* [PROBLEM TO SOLVE] Translate this sentence from the forum post below about locating a table into Spanish: "sTable actually appears twice on the page."

* [TEXT PASSAGE]
Help Locating This Table Please

Topics: User Forum
Sep 13, 2012 at 8:47 PM

Hi

Please can someone show me where I'm going wrong, I cant get the path correct to get the table data. I'm looking to get table rows and data from sTable. sTable actually appears twice on the page. I do need the data from both but I dont have a problem running 2 queries if its easier.

The page html looks like this

<div class="col6">		
<table class="sTable">
<caption>Information</caption>
<tbody>
<tr>
<th scope="row">Type</th>
<td>Broken</td>
</tr>
</tbody>
<tbody>
<tr>
<th scope="row">Make</th>
<td>Fors</td>
</tr>
</tbody>
</table>

<table class="sTable">
<caption>Functions</caption>
<tbody>
<tr>
<th scope="row">Number of Functions</th>
<td>16</td>
</tr>
</tbody>
<tbody>
<tr>
<th scope="row">Timer</th>
<td>198 minutes</td>
</tr>
</tbody>
</table>
</div>

Here is my code so far, although it does not work

string stockPath = "//div[@class=\'col6\']";                     
HtmlNodeCollection nct = hd.DocumentNode.SelectNodes(stockPath);
HtmlNodeCollection tbs = nct[0].SelectNodes(".//table");
foreach (HtmlNode hn in tbs[0].ChildNodes)

* [INFORMATION GIVEN]
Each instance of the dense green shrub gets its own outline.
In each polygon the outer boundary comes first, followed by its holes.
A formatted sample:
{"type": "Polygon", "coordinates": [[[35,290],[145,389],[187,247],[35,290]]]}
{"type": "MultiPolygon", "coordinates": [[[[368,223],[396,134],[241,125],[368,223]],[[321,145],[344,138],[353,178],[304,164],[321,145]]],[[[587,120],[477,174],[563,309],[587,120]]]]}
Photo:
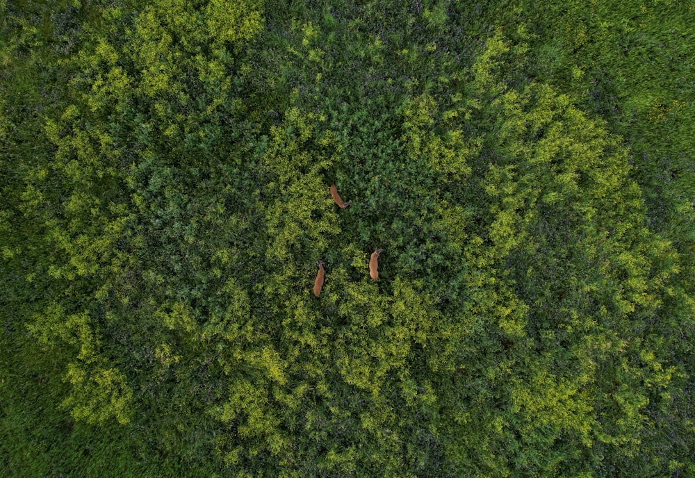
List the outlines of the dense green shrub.
{"type": "Polygon", "coordinates": [[[693,9],[612,3],[0,3],[9,475],[692,473],[693,9]]]}

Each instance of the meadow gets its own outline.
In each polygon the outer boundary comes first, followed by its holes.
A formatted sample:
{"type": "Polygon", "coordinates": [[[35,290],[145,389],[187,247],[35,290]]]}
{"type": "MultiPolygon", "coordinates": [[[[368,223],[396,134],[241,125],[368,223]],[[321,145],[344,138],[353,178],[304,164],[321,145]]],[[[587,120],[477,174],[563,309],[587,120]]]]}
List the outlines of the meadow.
{"type": "Polygon", "coordinates": [[[693,476],[694,26],[0,0],[0,475],[693,476]]]}

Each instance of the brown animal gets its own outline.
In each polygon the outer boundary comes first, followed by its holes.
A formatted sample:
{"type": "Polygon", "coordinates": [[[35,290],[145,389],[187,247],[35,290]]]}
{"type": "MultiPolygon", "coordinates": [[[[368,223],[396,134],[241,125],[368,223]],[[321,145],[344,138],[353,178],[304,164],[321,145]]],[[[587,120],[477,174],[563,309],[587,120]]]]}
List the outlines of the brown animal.
{"type": "Polygon", "coordinates": [[[338,188],[336,188],[335,184],[331,185],[331,195],[333,196],[333,200],[336,201],[336,204],[338,204],[338,206],[341,209],[345,209],[350,206],[349,202],[345,202],[341,199],[341,195],[338,194],[338,188]]]}
{"type": "Polygon", "coordinates": [[[369,277],[374,281],[379,279],[379,254],[383,251],[383,249],[375,249],[369,258],[369,277]]]}
{"type": "Polygon", "coordinates": [[[321,293],[321,288],[323,287],[323,277],[326,272],[323,270],[322,261],[317,261],[316,265],[318,266],[318,273],[316,274],[316,280],[313,281],[313,295],[318,297],[321,293]]]}

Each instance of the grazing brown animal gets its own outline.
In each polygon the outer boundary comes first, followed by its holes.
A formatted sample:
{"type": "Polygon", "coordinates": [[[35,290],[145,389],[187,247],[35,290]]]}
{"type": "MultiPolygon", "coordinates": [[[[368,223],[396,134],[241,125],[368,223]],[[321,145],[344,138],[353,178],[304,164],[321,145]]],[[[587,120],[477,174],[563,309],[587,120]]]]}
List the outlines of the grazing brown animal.
{"type": "Polygon", "coordinates": [[[379,254],[382,251],[383,249],[374,249],[372,256],[369,258],[369,277],[374,281],[379,279],[379,254]]]}
{"type": "Polygon", "coordinates": [[[338,204],[338,206],[341,209],[345,209],[350,206],[349,202],[345,202],[341,199],[341,195],[338,194],[338,188],[336,188],[335,184],[331,185],[331,195],[333,196],[333,200],[336,201],[336,204],[338,204]]]}
{"type": "Polygon", "coordinates": [[[318,266],[318,273],[316,274],[316,280],[313,281],[313,295],[318,297],[321,293],[321,288],[323,287],[323,277],[326,272],[323,270],[322,261],[317,261],[316,265],[318,266]]]}

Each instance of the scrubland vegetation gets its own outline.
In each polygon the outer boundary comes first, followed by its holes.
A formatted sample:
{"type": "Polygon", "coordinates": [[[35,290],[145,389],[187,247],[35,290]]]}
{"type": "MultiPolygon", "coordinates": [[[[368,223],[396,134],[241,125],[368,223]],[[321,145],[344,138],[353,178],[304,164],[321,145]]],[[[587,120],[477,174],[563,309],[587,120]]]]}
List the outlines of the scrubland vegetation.
{"type": "Polygon", "coordinates": [[[694,26],[0,0],[0,475],[693,476],[694,26]]]}

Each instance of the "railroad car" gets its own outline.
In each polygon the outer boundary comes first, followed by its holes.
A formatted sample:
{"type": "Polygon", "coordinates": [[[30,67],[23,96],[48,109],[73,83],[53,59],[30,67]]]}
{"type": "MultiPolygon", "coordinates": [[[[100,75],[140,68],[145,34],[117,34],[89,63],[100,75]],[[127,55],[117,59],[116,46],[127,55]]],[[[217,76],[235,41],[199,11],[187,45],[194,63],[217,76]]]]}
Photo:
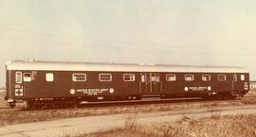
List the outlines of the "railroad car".
{"type": "Polygon", "coordinates": [[[249,91],[242,67],[13,60],[5,99],[28,106],[150,97],[232,98],[249,91]]]}

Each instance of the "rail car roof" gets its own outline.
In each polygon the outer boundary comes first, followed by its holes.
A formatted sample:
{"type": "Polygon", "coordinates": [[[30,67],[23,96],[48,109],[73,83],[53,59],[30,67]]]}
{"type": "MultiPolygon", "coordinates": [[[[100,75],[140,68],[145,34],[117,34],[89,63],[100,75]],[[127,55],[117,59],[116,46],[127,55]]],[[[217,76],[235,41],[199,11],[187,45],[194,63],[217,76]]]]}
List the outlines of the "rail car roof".
{"type": "Polygon", "coordinates": [[[37,71],[101,71],[101,72],[184,72],[184,73],[248,73],[242,67],[193,66],[193,65],[155,65],[124,63],[92,63],[70,61],[27,61],[7,62],[7,70],[37,71]]]}

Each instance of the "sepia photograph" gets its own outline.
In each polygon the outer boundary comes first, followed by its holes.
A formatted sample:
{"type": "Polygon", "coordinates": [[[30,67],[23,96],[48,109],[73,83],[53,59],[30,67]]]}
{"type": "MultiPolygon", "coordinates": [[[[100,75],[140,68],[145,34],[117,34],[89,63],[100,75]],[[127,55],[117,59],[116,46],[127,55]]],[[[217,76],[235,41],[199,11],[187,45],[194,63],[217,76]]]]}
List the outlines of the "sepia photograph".
{"type": "Polygon", "coordinates": [[[256,137],[256,1],[0,0],[0,137],[256,137]]]}

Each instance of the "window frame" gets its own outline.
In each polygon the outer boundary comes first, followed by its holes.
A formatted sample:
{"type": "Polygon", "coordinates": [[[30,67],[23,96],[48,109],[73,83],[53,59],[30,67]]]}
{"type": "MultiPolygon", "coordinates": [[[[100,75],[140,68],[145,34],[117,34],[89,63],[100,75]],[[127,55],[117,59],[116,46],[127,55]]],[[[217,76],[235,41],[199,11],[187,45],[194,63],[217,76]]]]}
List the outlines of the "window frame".
{"type": "Polygon", "coordinates": [[[46,73],[46,82],[53,82],[54,81],[54,75],[53,73],[46,73]],[[52,77],[47,77],[52,76],[52,77]],[[50,79],[48,79],[50,77],[50,79]]]}
{"type": "Polygon", "coordinates": [[[233,74],[233,81],[234,82],[238,81],[238,75],[237,74],[233,74]]]}
{"type": "Polygon", "coordinates": [[[185,75],[185,81],[193,81],[194,80],[194,76],[193,75],[185,75]],[[192,80],[188,80],[187,77],[192,77],[192,80]]]}
{"type": "Polygon", "coordinates": [[[135,81],[136,80],[136,75],[135,74],[123,74],[122,75],[122,80],[125,81],[125,82],[135,81]],[[129,80],[125,80],[125,76],[129,76],[130,79],[129,80]]]}
{"type": "Polygon", "coordinates": [[[210,75],[202,75],[202,81],[210,81],[210,75]],[[209,77],[209,79],[204,79],[204,77],[209,77]]]}
{"type": "Polygon", "coordinates": [[[24,82],[31,82],[32,81],[31,73],[23,73],[23,81],[24,82]],[[29,77],[25,77],[26,75],[29,75],[29,77]]]}
{"type": "Polygon", "coordinates": [[[73,82],[84,82],[84,81],[87,81],[87,75],[85,73],[74,73],[74,74],[72,74],[72,81],[73,82]],[[76,79],[76,77],[75,77],[76,75],[84,76],[84,79],[83,80],[76,79]]]}
{"type": "Polygon", "coordinates": [[[166,74],[165,75],[165,80],[168,82],[176,81],[176,75],[175,74],[166,74]],[[174,77],[174,79],[169,79],[169,77],[174,77]]]}
{"type": "Polygon", "coordinates": [[[240,75],[240,80],[245,81],[246,80],[246,75],[240,75]]]}
{"type": "Polygon", "coordinates": [[[218,75],[218,81],[226,81],[227,76],[226,75],[218,75]],[[225,77],[225,79],[220,79],[220,77],[225,77]]]}
{"type": "Polygon", "coordinates": [[[21,84],[23,82],[23,75],[22,72],[15,72],[15,82],[17,84],[21,84]],[[20,80],[18,81],[18,74],[20,75],[20,80]]]}
{"type": "Polygon", "coordinates": [[[112,81],[112,74],[108,74],[108,73],[101,73],[101,74],[99,74],[99,81],[101,81],[101,82],[109,82],[109,81],[112,81]],[[110,79],[109,80],[102,80],[101,78],[101,77],[103,76],[103,75],[110,76],[110,79]]]}

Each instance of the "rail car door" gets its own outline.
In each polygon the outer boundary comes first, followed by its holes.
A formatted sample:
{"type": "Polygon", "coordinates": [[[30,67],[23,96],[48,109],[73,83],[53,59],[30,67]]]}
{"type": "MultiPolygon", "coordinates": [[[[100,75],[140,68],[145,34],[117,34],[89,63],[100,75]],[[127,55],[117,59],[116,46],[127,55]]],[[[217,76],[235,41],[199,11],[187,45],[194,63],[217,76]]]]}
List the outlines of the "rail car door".
{"type": "Polygon", "coordinates": [[[140,93],[159,94],[162,90],[162,82],[159,73],[140,74],[140,93]]]}

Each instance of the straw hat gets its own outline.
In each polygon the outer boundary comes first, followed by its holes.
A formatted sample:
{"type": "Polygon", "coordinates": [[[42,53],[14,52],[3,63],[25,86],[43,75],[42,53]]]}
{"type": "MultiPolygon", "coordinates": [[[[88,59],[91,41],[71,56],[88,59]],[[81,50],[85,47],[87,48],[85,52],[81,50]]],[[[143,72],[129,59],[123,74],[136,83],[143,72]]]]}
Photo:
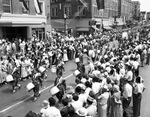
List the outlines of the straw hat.
{"type": "Polygon", "coordinates": [[[50,93],[51,95],[55,95],[59,92],[60,90],[58,89],[57,86],[54,86],[53,88],[51,88],[50,93]]]}
{"type": "Polygon", "coordinates": [[[88,111],[87,111],[87,109],[86,108],[84,108],[84,107],[82,107],[82,108],[80,108],[80,109],[78,109],[77,111],[76,111],[76,113],[79,115],[79,116],[87,116],[87,114],[88,114],[88,111]]]}

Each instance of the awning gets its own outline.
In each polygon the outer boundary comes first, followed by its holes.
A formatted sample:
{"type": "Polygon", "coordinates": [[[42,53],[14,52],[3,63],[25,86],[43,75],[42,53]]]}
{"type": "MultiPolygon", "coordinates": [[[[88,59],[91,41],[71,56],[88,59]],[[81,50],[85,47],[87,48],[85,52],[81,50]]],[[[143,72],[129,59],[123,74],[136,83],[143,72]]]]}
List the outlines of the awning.
{"type": "MultiPolygon", "coordinates": [[[[68,24],[68,21],[66,21],[66,25],[68,24]]],[[[53,28],[64,28],[65,22],[63,20],[52,20],[51,25],[53,28]]]]}
{"type": "Polygon", "coordinates": [[[88,32],[89,31],[89,27],[79,27],[79,28],[76,28],[76,31],[85,31],[85,32],[88,32]]]}
{"type": "Polygon", "coordinates": [[[31,25],[42,25],[42,22],[0,22],[0,27],[24,27],[31,25]]]}
{"type": "Polygon", "coordinates": [[[99,31],[100,29],[98,29],[96,26],[92,26],[92,28],[94,28],[94,30],[99,31]]]}
{"type": "Polygon", "coordinates": [[[104,29],[111,30],[112,28],[110,26],[104,26],[104,29]]]}

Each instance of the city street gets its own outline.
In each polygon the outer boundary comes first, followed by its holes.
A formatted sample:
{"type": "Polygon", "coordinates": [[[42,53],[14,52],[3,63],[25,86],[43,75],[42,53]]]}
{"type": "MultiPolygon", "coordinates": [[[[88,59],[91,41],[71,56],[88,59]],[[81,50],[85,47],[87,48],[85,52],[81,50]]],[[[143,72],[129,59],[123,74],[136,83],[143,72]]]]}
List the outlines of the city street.
{"type": "MultiPolygon", "coordinates": [[[[111,43],[112,45],[112,43],[111,43]]],[[[84,58],[84,63],[86,64],[87,58],[84,58]]],[[[67,85],[75,86],[73,76],[73,72],[76,69],[76,64],[74,61],[67,62],[65,64],[66,73],[64,74],[64,78],[67,80],[67,85]]],[[[50,88],[53,85],[54,79],[56,77],[55,74],[51,73],[50,70],[47,72],[48,80],[44,82],[43,88],[41,88],[41,96],[36,101],[32,101],[32,91],[27,92],[25,86],[30,80],[21,82],[22,89],[16,92],[15,94],[11,94],[11,86],[9,84],[5,85],[4,87],[0,88],[0,117],[7,117],[11,115],[12,117],[24,117],[25,114],[32,110],[34,112],[39,112],[42,108],[42,102],[45,99],[48,99],[50,95],[50,88]]],[[[149,117],[150,112],[150,66],[145,66],[140,68],[140,74],[144,79],[144,84],[146,86],[146,90],[143,93],[142,98],[142,108],[141,108],[141,116],[140,117],[149,117]]]]}

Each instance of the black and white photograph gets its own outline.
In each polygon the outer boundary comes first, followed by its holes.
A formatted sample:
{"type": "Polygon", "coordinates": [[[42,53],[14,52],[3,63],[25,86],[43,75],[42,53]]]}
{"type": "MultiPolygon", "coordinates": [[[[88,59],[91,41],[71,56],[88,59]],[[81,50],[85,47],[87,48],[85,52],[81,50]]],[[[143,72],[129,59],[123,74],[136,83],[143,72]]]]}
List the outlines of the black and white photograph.
{"type": "Polygon", "coordinates": [[[150,0],[0,0],[0,117],[150,117],[150,0]]]}

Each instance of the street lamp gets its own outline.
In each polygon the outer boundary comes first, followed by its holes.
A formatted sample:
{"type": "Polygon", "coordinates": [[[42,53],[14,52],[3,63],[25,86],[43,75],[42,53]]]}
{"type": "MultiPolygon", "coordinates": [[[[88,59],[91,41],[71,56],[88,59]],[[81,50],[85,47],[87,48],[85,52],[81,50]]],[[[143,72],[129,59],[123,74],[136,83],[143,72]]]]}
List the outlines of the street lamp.
{"type": "Polygon", "coordinates": [[[64,14],[64,33],[67,35],[67,23],[66,23],[67,15],[64,14]]]}

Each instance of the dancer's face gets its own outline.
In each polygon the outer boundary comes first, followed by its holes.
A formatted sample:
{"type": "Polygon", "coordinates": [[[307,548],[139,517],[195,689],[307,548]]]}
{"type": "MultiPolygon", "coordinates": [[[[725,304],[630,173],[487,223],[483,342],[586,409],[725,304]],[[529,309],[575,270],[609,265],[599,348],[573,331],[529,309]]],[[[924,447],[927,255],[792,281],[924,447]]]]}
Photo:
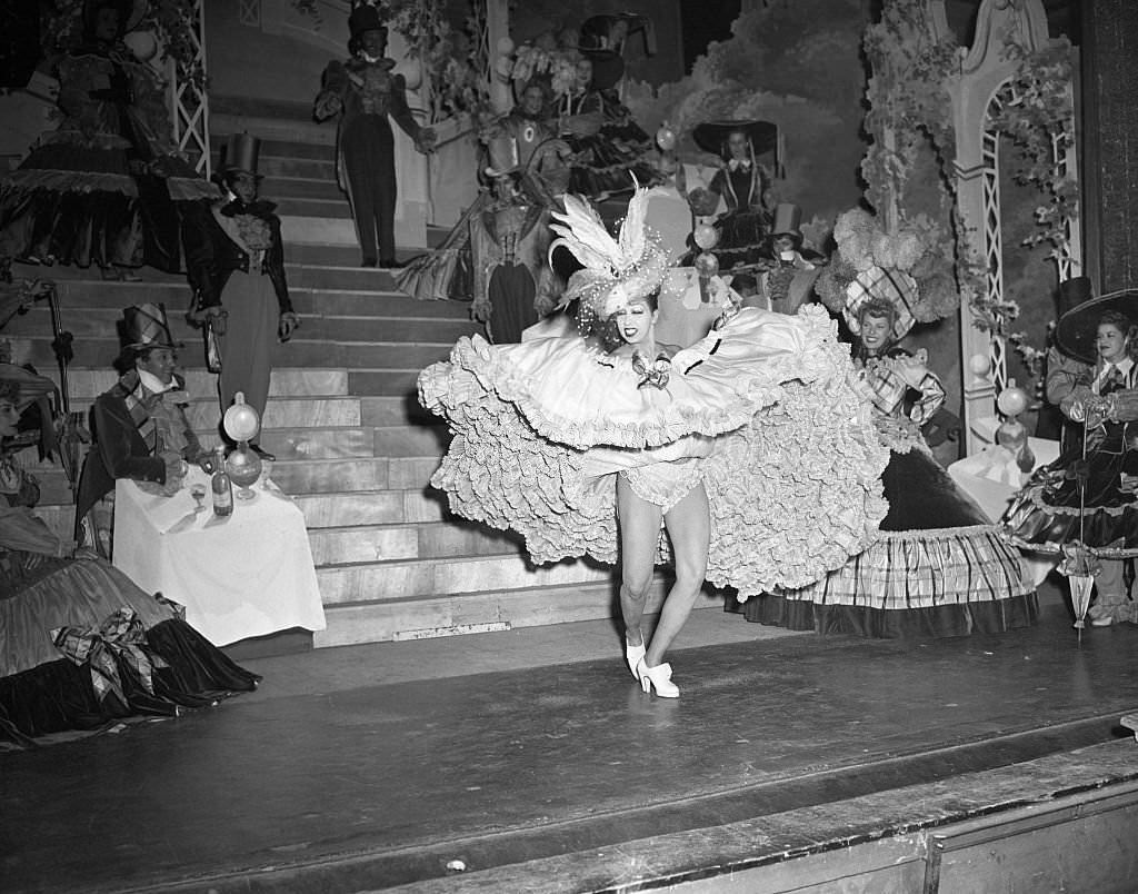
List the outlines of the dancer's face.
{"type": "Polygon", "coordinates": [[[378,59],[387,52],[387,32],[372,28],[360,35],[360,48],[371,58],[378,59]]]}
{"type": "Polygon", "coordinates": [[[0,397],[0,437],[14,437],[16,424],[19,421],[19,410],[10,397],[0,397]]]}
{"type": "Polygon", "coordinates": [[[866,315],[861,318],[861,344],[871,353],[883,350],[889,344],[889,318],[866,315]]]}
{"type": "Polygon", "coordinates": [[[1118,363],[1127,355],[1127,334],[1112,322],[1099,323],[1095,347],[1104,363],[1118,363]]]}
{"type": "Polygon", "coordinates": [[[110,42],[118,36],[118,10],[105,6],[94,14],[94,36],[97,40],[110,42]]]}
{"type": "Polygon", "coordinates": [[[539,87],[531,87],[521,95],[521,110],[527,115],[537,115],[545,107],[545,92],[539,87]]]}
{"type": "Polygon", "coordinates": [[[139,358],[134,366],[149,372],[163,385],[168,385],[174,380],[174,367],[178,366],[178,354],[168,347],[155,347],[150,350],[150,353],[145,359],[139,358]]]}
{"type": "Polygon", "coordinates": [[[617,321],[617,331],[626,344],[638,345],[652,334],[655,311],[643,298],[626,304],[612,315],[617,321]]]}

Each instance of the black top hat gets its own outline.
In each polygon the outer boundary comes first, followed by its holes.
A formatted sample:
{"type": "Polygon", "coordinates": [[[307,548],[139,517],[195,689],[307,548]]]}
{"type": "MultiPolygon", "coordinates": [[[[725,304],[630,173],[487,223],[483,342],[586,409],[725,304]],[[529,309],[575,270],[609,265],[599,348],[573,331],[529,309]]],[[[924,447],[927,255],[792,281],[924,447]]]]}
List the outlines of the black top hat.
{"type": "Polygon", "coordinates": [[[778,128],[769,121],[704,121],[692,131],[692,139],[704,151],[726,157],[727,137],[735,132],[747,134],[756,155],[778,149],[778,128]]]}
{"type": "Polygon", "coordinates": [[[358,38],[366,31],[387,32],[387,16],[373,6],[357,6],[348,16],[348,31],[352,38],[358,38]]]}
{"type": "Polygon", "coordinates": [[[616,50],[583,49],[580,55],[593,63],[593,87],[608,90],[625,76],[625,60],[616,50]]]}
{"type": "Polygon", "coordinates": [[[146,15],[147,0],[85,0],[83,3],[83,27],[90,34],[94,31],[96,15],[104,7],[118,10],[118,36],[133,31],[146,15]]]}
{"type": "MultiPolygon", "coordinates": [[[[1086,279],[1086,277],[1080,277],[1080,279],[1086,279]]],[[[1090,295],[1090,280],[1087,280],[1086,286],[1080,284],[1074,288],[1090,295]]],[[[1061,302],[1063,295],[1063,286],[1061,285],[1061,302]]],[[[1107,311],[1122,313],[1130,320],[1131,325],[1138,325],[1138,289],[1122,289],[1108,295],[1100,295],[1097,298],[1087,298],[1064,312],[1055,328],[1055,344],[1058,345],[1059,351],[1085,363],[1094,364],[1098,360],[1098,352],[1095,350],[1098,321],[1107,311]]]]}
{"type": "Polygon", "coordinates": [[[257,173],[259,155],[259,139],[248,133],[234,133],[222,147],[221,171],[223,174],[242,173],[259,178],[261,174],[257,173]]]}
{"type": "Polygon", "coordinates": [[[154,347],[182,346],[170,334],[165,304],[138,304],[123,310],[123,354],[139,354],[154,347]]]}

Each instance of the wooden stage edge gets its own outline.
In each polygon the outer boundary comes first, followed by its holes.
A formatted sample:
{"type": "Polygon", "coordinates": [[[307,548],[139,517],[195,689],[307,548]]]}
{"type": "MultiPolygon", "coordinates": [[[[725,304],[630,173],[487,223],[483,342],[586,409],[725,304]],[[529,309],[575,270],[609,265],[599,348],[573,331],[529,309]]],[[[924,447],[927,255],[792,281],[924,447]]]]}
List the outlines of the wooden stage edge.
{"type": "MultiPolygon", "coordinates": [[[[1067,727],[1057,735],[1075,746],[1070,751],[545,859],[495,863],[495,858],[503,855],[501,850],[517,856],[526,847],[517,840],[501,840],[512,836],[488,835],[415,853],[344,854],[160,889],[216,894],[318,889],[407,894],[1129,894],[1138,878],[1138,744],[1130,738],[1130,730],[1120,727],[1120,738],[1078,747],[1088,727],[1067,727]],[[1123,733],[1127,738],[1121,738],[1123,733]],[[465,869],[423,881],[377,885],[378,879],[398,878],[398,869],[407,863],[422,867],[455,860],[465,869]],[[358,885],[363,879],[370,884],[358,885]]],[[[1014,751],[1020,746],[1005,745],[1014,751]]],[[[970,763],[971,758],[960,761],[959,756],[930,753],[915,760],[947,761],[957,766],[970,763]]],[[[880,772],[861,770],[871,776],[880,772]]],[[[893,772],[897,770],[900,768],[893,772]]],[[[902,770],[908,778],[913,771],[910,765],[902,770]]],[[[832,781],[823,780],[831,792],[835,788],[832,781]]],[[[836,788],[841,789],[841,784],[836,788]]],[[[701,810],[695,803],[686,806],[701,810]]]]}

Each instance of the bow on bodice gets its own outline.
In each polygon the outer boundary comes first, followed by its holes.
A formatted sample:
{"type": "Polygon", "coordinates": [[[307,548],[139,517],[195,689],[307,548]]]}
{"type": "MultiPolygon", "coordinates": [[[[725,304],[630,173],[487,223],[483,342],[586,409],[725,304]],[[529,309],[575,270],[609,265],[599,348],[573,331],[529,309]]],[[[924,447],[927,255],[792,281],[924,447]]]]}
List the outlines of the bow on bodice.
{"type": "Polygon", "coordinates": [[[154,695],[154,669],[168,667],[158,655],[149,655],[146,629],[133,608],[119,608],[98,626],[56,628],[51,641],[64,657],[91,671],[91,684],[100,702],[108,695],[127,704],[118,661],[125,661],[138,674],[142,688],[154,695]]]}

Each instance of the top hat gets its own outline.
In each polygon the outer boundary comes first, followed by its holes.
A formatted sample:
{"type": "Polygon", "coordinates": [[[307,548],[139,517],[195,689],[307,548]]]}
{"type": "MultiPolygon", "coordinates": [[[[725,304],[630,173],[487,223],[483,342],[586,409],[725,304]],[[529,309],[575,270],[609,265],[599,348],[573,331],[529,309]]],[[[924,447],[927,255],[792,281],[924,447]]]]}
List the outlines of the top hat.
{"type": "Polygon", "coordinates": [[[348,31],[353,38],[358,38],[368,31],[387,33],[386,16],[373,6],[357,6],[348,16],[348,31]]]}
{"type": "Polygon", "coordinates": [[[257,158],[259,155],[259,139],[248,133],[234,133],[222,149],[222,173],[251,174],[259,178],[261,174],[257,173],[257,158]]]}
{"type": "Polygon", "coordinates": [[[778,128],[769,121],[704,121],[692,131],[692,139],[703,151],[723,158],[727,154],[727,137],[735,132],[747,134],[756,155],[778,151],[778,128]]]}
{"type": "Polygon", "coordinates": [[[1058,326],[1055,328],[1055,344],[1064,354],[1094,364],[1098,360],[1098,352],[1095,348],[1098,321],[1107,311],[1116,311],[1125,314],[1131,325],[1138,325],[1138,289],[1122,289],[1094,298],[1089,297],[1091,294],[1090,280],[1086,277],[1078,277],[1078,279],[1085,279],[1086,285],[1080,282],[1067,286],[1066,290],[1064,290],[1064,286],[1073,280],[1059,285],[1061,309],[1066,293],[1071,293],[1072,296],[1086,295],[1087,297],[1069,307],[1059,317],[1058,326]]]}
{"type": "Polygon", "coordinates": [[[85,0],[83,3],[83,26],[94,31],[96,14],[104,7],[118,10],[118,36],[133,31],[146,15],[147,0],[85,0]]]}
{"type": "Polygon", "coordinates": [[[123,352],[137,354],[152,347],[181,347],[170,334],[166,305],[138,304],[123,311],[123,352]]]}
{"type": "Polygon", "coordinates": [[[518,156],[518,140],[513,137],[494,137],[486,145],[489,164],[483,173],[486,177],[505,177],[521,166],[518,156]]]}

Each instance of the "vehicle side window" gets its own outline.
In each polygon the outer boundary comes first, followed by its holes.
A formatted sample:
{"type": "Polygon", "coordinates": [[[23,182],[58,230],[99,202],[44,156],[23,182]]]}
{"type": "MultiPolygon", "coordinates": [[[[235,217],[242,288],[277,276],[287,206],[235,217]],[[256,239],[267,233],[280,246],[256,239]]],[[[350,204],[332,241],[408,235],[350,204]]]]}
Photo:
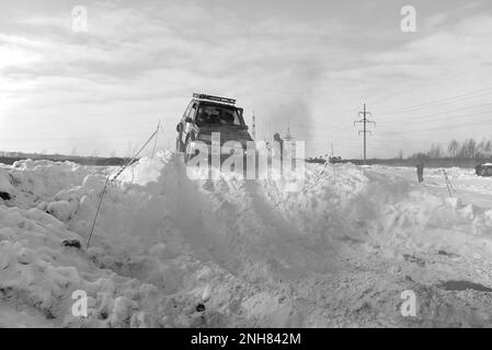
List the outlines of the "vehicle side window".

* [ANSWER TO THIS TASK] En realidad, sTable aparece dos veces en la página.